→ **Brief**:
Nothing but the exact text of the entries should appear in your answer; pictures stay out.

→ **Supplied material**:
◇ ◇ ◇ ◇ ◇ ◇ ◇

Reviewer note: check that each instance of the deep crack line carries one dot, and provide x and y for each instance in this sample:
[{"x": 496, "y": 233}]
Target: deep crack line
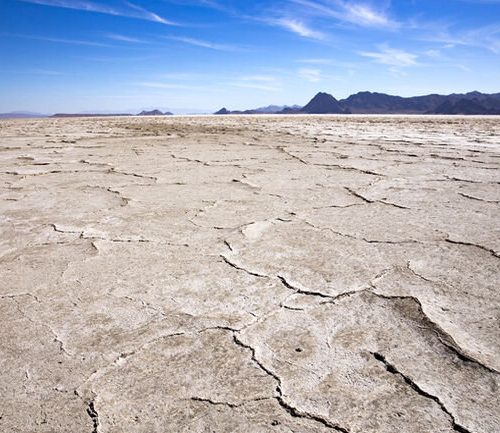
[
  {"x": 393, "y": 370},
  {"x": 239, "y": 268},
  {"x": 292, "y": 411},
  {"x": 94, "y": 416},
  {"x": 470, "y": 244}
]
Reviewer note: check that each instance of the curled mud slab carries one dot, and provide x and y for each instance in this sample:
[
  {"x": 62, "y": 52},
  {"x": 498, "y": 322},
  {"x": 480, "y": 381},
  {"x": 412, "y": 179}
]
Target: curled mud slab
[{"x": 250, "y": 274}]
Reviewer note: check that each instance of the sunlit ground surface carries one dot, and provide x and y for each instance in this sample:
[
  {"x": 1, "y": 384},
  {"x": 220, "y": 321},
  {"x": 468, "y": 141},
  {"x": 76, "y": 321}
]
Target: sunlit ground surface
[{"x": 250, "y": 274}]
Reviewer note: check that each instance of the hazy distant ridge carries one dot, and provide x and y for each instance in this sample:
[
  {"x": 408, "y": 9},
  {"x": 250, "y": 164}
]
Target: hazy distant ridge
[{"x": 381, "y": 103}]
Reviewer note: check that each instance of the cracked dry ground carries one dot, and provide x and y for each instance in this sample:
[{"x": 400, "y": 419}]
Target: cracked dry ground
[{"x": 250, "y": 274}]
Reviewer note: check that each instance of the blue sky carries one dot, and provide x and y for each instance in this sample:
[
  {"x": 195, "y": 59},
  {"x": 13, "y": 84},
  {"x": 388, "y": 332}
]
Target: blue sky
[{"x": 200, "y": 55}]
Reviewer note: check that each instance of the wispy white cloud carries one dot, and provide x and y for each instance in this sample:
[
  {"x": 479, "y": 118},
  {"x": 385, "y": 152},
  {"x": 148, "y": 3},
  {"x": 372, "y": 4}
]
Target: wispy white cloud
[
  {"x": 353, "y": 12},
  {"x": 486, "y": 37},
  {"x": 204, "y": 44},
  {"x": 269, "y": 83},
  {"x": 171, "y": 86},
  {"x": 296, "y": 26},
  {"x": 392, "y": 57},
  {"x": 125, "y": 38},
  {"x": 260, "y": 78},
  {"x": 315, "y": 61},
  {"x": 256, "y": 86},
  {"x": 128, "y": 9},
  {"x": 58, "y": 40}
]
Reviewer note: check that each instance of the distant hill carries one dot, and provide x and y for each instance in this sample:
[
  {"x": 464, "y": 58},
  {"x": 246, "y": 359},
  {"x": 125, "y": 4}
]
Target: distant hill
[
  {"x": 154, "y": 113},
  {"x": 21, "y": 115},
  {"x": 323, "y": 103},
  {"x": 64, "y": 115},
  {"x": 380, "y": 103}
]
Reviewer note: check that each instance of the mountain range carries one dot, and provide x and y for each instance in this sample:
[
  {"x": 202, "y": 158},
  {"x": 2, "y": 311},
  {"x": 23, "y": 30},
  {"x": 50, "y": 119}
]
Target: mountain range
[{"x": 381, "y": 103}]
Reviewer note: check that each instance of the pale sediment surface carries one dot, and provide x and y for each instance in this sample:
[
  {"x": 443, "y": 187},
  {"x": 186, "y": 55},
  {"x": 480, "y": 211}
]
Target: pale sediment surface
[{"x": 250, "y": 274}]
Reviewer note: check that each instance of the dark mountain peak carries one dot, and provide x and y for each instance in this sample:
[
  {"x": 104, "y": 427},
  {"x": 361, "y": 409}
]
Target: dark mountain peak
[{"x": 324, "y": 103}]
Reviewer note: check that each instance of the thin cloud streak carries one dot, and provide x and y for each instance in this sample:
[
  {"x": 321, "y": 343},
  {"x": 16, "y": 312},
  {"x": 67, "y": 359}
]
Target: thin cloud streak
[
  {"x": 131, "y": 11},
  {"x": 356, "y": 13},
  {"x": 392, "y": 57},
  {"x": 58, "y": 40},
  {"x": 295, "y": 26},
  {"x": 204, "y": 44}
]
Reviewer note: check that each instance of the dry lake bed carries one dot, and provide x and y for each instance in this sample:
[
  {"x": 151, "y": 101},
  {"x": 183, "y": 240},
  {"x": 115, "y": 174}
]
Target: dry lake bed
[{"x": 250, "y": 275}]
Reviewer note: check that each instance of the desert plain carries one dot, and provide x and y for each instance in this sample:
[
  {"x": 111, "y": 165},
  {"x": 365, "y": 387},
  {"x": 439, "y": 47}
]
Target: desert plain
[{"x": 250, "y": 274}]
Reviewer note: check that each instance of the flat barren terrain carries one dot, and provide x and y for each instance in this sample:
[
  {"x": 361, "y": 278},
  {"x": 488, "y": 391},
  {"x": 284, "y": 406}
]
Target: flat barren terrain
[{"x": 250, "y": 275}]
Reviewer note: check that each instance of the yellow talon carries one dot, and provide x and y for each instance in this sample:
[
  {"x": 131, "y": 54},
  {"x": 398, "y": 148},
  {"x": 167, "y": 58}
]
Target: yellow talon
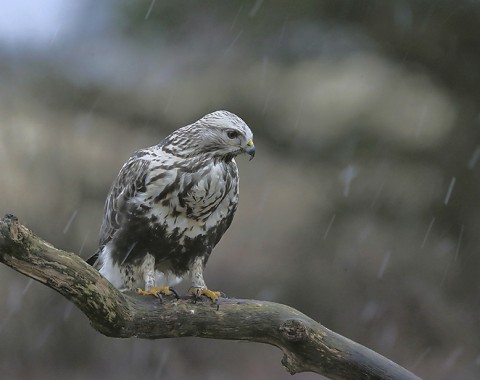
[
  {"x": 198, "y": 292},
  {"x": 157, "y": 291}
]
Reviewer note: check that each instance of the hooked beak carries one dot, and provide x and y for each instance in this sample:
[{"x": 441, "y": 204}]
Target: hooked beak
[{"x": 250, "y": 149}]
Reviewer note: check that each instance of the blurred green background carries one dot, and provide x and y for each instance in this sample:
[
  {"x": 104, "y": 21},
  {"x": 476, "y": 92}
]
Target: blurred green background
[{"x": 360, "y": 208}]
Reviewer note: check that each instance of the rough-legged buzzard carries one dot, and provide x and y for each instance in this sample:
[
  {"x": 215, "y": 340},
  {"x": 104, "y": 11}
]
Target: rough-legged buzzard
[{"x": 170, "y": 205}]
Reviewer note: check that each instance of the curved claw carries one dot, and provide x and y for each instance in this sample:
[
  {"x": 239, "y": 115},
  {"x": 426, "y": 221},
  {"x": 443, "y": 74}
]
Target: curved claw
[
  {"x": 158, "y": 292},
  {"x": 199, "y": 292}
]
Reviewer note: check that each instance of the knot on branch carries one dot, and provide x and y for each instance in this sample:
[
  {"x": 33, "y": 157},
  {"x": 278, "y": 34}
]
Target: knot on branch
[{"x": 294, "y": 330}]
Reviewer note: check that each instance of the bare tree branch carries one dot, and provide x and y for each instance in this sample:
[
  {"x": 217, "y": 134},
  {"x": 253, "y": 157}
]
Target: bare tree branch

◇ ◇ ◇ ◇ ◇ ◇ ◇

→ **Answer section**:
Reviewer note: check that each instance of the deep crack line carries one dot, and provide x and y for each instance in this sample:
[{"x": 496, "y": 233}]
Target: deep crack line
[
  {"x": 393, "y": 370},
  {"x": 239, "y": 268},
  {"x": 292, "y": 411},
  {"x": 94, "y": 416},
  {"x": 470, "y": 244}
]
Reviewer note: check that each instance of the curled mud slab carries one dot, and provide x and y for each instance in this sample:
[
  {"x": 62, "y": 52},
  {"x": 498, "y": 322},
  {"x": 480, "y": 381},
  {"x": 412, "y": 179}
]
Target: curled mud slab
[{"x": 250, "y": 274}]
Reviewer note: check that each instance of the sunlit ground surface carries one dot, and provide x and y for each instance in this sample:
[
  {"x": 1, "y": 384},
  {"x": 220, "y": 321},
  {"x": 468, "y": 141},
  {"x": 76, "y": 321}
]
Target: sunlit ground surface
[{"x": 250, "y": 274}]
Reviewer note: check that each instance of the hazy distant ridge carries one dot, and provide x and y for each instance in this sample:
[
  {"x": 408, "y": 9},
  {"x": 250, "y": 164}
]
Target: hazy distant ridge
[{"x": 381, "y": 103}]
Reviewer note: check that each instance of the cracked dry ground carries one dot, and provide x and y for each instance in this sample:
[{"x": 400, "y": 419}]
Target: cracked dry ground
[{"x": 250, "y": 274}]
Reviewer note: check that each instance of the blue sky carries one dot, and provide x and y for each instance in this sample:
[
  {"x": 195, "y": 59},
  {"x": 13, "y": 84},
  {"x": 388, "y": 332}
]
Target: blue sky
[{"x": 200, "y": 55}]
Reviewer note: check that each instance of the wispy white cloud carries one dot, and provide x and y for each instance in this sample:
[
  {"x": 479, "y": 118},
  {"x": 385, "y": 152},
  {"x": 148, "y": 3},
  {"x": 372, "y": 4}
]
Target: wispy white cloud
[
  {"x": 353, "y": 12},
  {"x": 486, "y": 37},
  {"x": 204, "y": 44},
  {"x": 269, "y": 83},
  {"x": 171, "y": 86},
  {"x": 296, "y": 26},
  {"x": 392, "y": 57},
  {"x": 125, "y": 38},
  {"x": 260, "y": 78},
  {"x": 315, "y": 61},
  {"x": 256, "y": 86},
  {"x": 128, "y": 9},
  {"x": 58, "y": 40}
]
Reviewer note: check that each instance of the distant hill carries one dot, and provide x and y for each instance in this sample:
[
  {"x": 464, "y": 58},
  {"x": 246, "y": 359},
  {"x": 125, "y": 4}
]
Target: distant hill
[
  {"x": 154, "y": 113},
  {"x": 21, "y": 115},
  {"x": 323, "y": 103},
  {"x": 64, "y": 115},
  {"x": 380, "y": 103}
]
Reviewer note: check that each instance of the mountain range carries one dot, and provide x and y for each instance in this sample:
[
  {"x": 202, "y": 158},
  {"x": 2, "y": 311},
  {"x": 23, "y": 30},
  {"x": 50, "y": 119}
]
Target: mountain range
[{"x": 381, "y": 103}]
Reviewer note: check that each instance of the pale sediment surface carries one dot, and provide x and y for each instance in this sample:
[
  {"x": 443, "y": 187},
  {"x": 186, "y": 55},
  {"x": 480, "y": 211}
]
Target: pale sediment surface
[{"x": 250, "y": 274}]
Reviewer note: check that each instance of the dark mountain peak carries one dot, and provide x and y for each instance in this sample:
[
  {"x": 104, "y": 427},
  {"x": 361, "y": 409}
]
Target: dark mountain peak
[{"x": 324, "y": 103}]
Reviewer note: check that each instance of the thin cloud streak carries one dot, and provide x and y for each instance in this sample:
[
  {"x": 321, "y": 343},
  {"x": 16, "y": 312},
  {"x": 67, "y": 359}
]
Target: thin cloud streak
[
  {"x": 131, "y": 11},
  {"x": 356, "y": 13},
  {"x": 392, "y": 57},
  {"x": 58, "y": 40},
  {"x": 295, "y": 26},
  {"x": 204, "y": 44}
]
Reviewer note: check that each instance of the dry lake bed carries one dot, and provide x and y for each instance in this sample:
[
  {"x": 151, "y": 101},
  {"x": 183, "y": 240},
  {"x": 115, "y": 174}
]
Target: dry lake bed
[{"x": 250, "y": 275}]
Reviewer note: check that each instance of the desert plain carries one dot, and provide x and y for each instance in this sample:
[
  {"x": 111, "y": 165},
  {"x": 365, "y": 387},
  {"x": 439, "y": 47}
]
Target: desert plain
[{"x": 250, "y": 274}]
Reviewer note: check that each instance of the flat barren terrain carries one dot, and provide x and y for each instance in this sample:
[
  {"x": 361, "y": 278},
  {"x": 488, "y": 391},
  {"x": 284, "y": 406}
]
Target: flat barren terrain
[{"x": 250, "y": 275}]
Reviewer note: check that each instance of the yellow talon carries one dot, and provide x and y for each instance in this sample:
[
  {"x": 131, "y": 54},
  {"x": 398, "y": 148},
  {"x": 167, "y": 58}
]
Target: yellow talon
[
  {"x": 198, "y": 292},
  {"x": 157, "y": 291}
]
Reviewer note: check that each instance of the hooked beak carries one dot, and provide x and y for each instance in this sample:
[{"x": 441, "y": 204}]
Target: hooked beak
[{"x": 250, "y": 149}]
Reviewer note: check that each instance of the blurred green background carries one dot, and provide x and y for each instance in this sample:
[
  {"x": 104, "y": 21},
  {"x": 476, "y": 92}
]
Target: blurred green background
[{"x": 360, "y": 208}]
Reviewer note: check that each instance of the rough-legged buzzard carries one dot, and provide x and y for each instance in this sample:
[
  {"x": 215, "y": 340},
  {"x": 104, "y": 11}
]
Target: rough-legged buzzard
[{"x": 170, "y": 205}]
Reviewer note: check that each instance of the curved claw carries one dot, and provide x and y for each instance in this sample:
[
  {"x": 239, "y": 115},
  {"x": 426, "y": 221},
  {"x": 443, "y": 74}
]
Target: curved claw
[
  {"x": 158, "y": 292},
  {"x": 199, "y": 292}
]
Reviewer note: check that each instance of the knot on branch carries one dot, and provide x and y for each instance in this sample:
[
  {"x": 33, "y": 157},
  {"x": 278, "y": 34}
]
Target: knot on branch
[{"x": 294, "y": 330}]
Reviewer note: check that each instance of the bare tree branch carries one dot, and provide x and y for each instance in this sample:
[
  {"x": 217, "y": 134},
  {"x": 253, "y": 157}
]
Target: bare tree branch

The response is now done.